Table 5. Correlations between classes
5 Compute Relationships Between Classes
Getting the direct relationship between two classes can ease the cognitive load of checking the consistency in a Class Diagram. If all intermediate relationships in the path between two classes are the same, it is easy to know the direct relationship between the two classes. On the left side of Fig. 5, class A inherits class C if class A inherits class B and class B inherits class C. Class A depends on class C if class A depends on class B and class B depends on class C. Class A aggregates class C if class A aggregates class B and class B aggregates class C. Class A associates with class C if class A associates with class B and class B associates with class C. However, it is not easy to obtain the direct relationship between class A and class C if different relationships are grouped together as shown on the right side of Fig. 5.
5.1 Abstraction Rules
Dr. Egyed proposed a series of abstraction rules for automatically getting direct relationships from relationship combinations as Fig. 6 shows. The left side depicts the class input patterns and the right side (after “equals”) depicts the class output patterns. Input and output patterns are allowed to be more complex as long as the output pattern is simpler than the input pattern. If not, the abstraction algorithm could be non-deterministic. We also analyzed the semantic dependencies between other classes and their relationships. Note that the direction of relations is indicated through their name. If the relation name is used with no add-on, then a forward relation (a relation from left to right) is meant. If the string “r” is added then a backward relation (a relation from right to left) is meant. The number following each rule indicates the reliability of result obtained from the implementation of this rule. For example, rule(30){AS × Class × DP equals DP 50} indicates that class A depends on class C if class A associates with class B and class B depends on class C. Value of the reliability of the result obtained from implementing rule(30) is equal to 0.5(50/100). According to rule(15), class A associates with class C if class A inherits class B and class B associates with class C. Value of the reliability of the result obtained from implementing rule(15) is 1.

• WRITTEN EXERCISE 1
Please name every kind of relationship between classes that the class relationships text uses in its examples of how class A relates to class C.
The listing that comes next has no connection to the class relationships text.

• Extracted records
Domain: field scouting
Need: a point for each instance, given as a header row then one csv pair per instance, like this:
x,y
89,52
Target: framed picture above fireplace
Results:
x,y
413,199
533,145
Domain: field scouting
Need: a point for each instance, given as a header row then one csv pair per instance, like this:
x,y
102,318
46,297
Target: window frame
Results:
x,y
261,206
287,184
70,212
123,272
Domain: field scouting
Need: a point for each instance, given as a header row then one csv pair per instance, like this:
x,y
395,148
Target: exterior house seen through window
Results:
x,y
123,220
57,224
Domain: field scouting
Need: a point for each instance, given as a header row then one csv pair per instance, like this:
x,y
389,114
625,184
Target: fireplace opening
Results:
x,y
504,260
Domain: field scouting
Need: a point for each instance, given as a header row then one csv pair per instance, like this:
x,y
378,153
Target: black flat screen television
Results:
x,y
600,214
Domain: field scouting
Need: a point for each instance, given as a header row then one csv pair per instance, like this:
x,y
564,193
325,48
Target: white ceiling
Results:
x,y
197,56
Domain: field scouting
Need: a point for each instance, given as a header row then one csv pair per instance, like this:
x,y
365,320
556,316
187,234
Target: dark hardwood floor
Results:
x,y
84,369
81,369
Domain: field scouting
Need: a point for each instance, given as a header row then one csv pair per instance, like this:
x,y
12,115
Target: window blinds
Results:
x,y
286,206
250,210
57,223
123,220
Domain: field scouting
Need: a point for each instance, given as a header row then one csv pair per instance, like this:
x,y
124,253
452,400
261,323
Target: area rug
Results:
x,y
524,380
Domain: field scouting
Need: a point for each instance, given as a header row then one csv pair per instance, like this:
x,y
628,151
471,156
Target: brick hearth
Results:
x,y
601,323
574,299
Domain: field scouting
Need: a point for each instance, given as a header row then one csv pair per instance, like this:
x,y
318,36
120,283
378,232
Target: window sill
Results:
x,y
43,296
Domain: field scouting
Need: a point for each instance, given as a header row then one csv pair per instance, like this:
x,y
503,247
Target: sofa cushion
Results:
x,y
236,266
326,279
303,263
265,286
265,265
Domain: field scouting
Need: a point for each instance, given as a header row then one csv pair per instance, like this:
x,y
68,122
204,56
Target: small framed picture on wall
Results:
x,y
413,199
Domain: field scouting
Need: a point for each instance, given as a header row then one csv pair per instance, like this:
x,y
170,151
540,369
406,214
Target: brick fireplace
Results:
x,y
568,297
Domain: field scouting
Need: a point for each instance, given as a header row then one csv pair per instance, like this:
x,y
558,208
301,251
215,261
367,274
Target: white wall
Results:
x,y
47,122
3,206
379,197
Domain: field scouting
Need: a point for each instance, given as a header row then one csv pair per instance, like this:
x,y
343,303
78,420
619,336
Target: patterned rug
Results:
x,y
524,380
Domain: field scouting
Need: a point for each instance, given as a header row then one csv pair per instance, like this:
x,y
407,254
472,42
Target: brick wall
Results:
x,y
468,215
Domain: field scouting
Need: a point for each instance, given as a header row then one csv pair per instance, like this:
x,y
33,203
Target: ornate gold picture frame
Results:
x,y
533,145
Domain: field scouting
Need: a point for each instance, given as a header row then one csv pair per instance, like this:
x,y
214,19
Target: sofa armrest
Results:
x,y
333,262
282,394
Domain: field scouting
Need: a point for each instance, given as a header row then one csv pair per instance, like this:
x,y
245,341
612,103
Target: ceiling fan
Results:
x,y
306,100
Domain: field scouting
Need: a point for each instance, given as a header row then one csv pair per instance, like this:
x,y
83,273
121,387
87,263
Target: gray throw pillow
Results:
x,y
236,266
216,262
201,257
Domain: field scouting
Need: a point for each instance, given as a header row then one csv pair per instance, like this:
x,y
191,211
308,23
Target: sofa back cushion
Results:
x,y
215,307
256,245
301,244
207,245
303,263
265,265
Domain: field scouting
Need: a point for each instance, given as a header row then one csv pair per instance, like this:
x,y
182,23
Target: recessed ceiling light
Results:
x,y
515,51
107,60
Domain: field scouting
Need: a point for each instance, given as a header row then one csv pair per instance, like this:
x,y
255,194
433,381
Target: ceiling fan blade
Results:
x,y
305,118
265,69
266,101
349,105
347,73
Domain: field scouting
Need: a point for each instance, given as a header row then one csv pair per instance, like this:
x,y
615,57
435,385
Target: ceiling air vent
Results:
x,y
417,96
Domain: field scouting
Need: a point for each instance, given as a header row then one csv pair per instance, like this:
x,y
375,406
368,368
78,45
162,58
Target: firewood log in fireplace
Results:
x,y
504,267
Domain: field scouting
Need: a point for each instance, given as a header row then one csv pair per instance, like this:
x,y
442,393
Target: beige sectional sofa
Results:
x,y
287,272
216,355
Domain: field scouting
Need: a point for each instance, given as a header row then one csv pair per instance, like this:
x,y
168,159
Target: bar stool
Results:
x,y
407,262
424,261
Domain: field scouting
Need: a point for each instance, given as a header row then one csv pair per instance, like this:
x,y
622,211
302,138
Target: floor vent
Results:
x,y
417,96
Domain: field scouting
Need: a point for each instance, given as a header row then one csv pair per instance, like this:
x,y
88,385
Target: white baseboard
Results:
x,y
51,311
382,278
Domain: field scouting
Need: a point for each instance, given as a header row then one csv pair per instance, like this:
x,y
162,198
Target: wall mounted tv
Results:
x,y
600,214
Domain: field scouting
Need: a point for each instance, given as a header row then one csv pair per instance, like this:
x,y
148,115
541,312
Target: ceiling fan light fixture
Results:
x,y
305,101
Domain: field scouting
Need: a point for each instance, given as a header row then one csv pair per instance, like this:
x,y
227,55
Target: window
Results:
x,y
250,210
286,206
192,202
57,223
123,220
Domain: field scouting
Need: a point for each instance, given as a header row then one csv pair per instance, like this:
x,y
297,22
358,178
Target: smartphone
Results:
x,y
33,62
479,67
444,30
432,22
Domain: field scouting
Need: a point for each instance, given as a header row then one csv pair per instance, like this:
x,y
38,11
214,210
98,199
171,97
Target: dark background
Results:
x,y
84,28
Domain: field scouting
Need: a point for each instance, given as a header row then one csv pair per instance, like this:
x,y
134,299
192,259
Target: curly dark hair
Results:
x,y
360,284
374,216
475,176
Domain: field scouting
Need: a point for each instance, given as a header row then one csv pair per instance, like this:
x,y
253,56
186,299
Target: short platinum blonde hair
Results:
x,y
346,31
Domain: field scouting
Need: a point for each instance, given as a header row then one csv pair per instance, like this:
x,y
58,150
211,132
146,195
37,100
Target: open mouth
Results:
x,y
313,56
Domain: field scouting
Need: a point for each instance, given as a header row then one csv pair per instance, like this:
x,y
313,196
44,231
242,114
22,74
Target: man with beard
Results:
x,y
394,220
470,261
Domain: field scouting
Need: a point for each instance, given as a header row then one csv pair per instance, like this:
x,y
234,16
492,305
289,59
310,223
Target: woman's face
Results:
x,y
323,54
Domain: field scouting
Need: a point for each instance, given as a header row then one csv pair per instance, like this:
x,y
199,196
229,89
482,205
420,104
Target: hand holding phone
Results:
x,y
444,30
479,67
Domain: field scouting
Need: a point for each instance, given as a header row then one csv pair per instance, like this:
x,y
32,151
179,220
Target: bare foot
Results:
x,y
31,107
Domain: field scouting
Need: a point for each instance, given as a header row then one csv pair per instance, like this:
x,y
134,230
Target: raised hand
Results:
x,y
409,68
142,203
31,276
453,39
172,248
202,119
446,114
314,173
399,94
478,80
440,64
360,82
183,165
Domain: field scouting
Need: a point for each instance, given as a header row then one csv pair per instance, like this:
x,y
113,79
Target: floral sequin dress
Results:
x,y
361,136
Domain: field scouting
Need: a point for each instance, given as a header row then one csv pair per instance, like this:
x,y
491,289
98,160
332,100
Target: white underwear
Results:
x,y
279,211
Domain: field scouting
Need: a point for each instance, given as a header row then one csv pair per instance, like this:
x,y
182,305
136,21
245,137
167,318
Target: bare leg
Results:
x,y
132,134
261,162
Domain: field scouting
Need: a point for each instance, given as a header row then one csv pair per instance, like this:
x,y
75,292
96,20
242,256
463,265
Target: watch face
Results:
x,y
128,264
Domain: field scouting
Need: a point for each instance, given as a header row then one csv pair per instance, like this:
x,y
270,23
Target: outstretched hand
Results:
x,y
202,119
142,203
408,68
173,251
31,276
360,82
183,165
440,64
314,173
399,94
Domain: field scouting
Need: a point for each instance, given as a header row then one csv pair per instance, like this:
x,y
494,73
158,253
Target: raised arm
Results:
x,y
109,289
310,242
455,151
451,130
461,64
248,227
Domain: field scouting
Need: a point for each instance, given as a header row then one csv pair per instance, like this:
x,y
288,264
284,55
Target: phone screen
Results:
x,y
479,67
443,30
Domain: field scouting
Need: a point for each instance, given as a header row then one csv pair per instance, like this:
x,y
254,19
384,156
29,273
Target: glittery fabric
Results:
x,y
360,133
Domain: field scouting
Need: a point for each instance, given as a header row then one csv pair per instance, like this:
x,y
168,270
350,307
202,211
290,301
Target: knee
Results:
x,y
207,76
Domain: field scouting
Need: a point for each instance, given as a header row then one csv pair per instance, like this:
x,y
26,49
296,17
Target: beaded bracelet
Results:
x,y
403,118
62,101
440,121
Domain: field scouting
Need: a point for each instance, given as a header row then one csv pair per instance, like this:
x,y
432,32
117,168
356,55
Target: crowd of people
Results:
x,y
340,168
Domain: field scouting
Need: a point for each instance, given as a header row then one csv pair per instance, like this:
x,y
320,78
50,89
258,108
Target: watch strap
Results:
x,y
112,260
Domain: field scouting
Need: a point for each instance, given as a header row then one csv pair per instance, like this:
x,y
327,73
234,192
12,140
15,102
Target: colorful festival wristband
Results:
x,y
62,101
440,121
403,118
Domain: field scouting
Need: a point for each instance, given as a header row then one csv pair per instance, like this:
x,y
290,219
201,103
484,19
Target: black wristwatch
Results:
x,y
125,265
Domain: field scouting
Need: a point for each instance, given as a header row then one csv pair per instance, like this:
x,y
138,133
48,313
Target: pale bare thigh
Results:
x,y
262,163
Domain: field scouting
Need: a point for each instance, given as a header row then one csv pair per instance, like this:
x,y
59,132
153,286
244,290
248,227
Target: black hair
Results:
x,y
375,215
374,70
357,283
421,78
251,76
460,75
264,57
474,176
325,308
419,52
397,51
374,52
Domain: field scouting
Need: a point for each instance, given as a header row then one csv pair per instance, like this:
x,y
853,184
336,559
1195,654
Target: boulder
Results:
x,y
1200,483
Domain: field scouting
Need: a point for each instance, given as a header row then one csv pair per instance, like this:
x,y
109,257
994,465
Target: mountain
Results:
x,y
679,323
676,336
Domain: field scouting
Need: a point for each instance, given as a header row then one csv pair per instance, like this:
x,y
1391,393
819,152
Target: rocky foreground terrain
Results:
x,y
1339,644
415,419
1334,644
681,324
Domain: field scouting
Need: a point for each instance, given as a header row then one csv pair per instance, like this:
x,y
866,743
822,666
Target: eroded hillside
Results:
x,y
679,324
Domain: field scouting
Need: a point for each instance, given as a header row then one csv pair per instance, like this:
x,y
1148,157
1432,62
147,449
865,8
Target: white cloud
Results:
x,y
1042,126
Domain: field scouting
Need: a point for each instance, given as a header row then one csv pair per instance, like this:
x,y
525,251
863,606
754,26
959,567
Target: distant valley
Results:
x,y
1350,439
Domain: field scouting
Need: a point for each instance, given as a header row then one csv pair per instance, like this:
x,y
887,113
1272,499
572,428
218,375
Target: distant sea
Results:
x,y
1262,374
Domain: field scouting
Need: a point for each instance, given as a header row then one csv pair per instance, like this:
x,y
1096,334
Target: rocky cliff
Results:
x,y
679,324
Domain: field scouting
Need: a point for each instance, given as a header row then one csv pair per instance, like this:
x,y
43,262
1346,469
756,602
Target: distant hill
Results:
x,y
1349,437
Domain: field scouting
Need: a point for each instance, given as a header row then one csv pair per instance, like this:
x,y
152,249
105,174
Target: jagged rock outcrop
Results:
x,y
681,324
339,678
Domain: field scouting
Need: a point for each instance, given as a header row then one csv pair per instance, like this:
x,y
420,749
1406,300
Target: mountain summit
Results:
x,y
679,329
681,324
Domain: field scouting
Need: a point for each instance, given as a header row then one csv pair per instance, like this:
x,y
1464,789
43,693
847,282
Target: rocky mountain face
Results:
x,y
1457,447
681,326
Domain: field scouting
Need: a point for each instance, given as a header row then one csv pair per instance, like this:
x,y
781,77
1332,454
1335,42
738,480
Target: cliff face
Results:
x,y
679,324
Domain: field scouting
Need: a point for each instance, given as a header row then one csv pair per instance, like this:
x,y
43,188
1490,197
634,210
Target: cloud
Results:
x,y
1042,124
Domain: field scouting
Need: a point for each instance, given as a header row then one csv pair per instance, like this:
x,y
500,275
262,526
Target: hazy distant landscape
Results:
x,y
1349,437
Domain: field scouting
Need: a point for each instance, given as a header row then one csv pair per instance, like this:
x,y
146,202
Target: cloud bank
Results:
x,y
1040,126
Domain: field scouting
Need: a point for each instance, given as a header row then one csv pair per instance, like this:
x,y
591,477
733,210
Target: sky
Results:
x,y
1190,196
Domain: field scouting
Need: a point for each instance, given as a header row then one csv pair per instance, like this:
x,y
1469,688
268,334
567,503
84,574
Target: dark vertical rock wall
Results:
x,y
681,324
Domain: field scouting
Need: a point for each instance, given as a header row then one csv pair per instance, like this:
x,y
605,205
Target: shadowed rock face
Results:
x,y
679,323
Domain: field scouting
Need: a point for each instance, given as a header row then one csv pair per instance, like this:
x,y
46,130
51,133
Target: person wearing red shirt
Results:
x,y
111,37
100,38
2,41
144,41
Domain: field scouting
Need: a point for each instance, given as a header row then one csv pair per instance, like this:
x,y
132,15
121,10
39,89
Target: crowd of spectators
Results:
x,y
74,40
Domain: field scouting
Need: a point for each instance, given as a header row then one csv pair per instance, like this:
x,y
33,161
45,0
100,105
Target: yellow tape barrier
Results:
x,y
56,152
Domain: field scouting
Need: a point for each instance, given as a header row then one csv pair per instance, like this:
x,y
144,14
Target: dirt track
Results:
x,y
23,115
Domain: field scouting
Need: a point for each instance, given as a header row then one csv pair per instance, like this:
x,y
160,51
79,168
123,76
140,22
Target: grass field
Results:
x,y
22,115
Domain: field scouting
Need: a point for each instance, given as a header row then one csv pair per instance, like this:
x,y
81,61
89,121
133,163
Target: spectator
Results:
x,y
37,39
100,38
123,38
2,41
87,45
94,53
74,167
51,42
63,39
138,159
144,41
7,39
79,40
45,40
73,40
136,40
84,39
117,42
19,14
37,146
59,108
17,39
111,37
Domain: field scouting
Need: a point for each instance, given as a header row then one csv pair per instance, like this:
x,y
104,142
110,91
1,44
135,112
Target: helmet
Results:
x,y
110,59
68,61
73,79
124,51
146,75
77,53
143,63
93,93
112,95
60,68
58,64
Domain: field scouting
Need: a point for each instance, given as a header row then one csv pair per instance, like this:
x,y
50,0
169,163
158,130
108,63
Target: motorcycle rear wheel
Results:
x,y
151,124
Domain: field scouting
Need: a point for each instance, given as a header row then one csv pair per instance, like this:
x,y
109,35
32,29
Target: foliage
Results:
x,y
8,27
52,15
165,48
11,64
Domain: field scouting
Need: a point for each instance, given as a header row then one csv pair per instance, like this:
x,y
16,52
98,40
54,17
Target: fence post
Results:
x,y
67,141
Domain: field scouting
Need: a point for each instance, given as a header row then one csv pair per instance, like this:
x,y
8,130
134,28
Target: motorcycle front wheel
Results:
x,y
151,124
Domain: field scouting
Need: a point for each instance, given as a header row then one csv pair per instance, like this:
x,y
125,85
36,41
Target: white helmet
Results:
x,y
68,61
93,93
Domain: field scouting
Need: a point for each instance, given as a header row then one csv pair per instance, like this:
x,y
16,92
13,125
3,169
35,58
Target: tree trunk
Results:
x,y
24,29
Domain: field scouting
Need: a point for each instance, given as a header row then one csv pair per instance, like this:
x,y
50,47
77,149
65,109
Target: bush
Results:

• WRITTEN EXERCISE 2
Gather each line of the listing that contains the word "wheel".

• WRITTEN SOLUTION 1
Inherits, depends on, aggregates, and associates with.

• WRITTEN SOLUTION 2
Target: motorcycle rear wheel
Target: motorcycle front wheel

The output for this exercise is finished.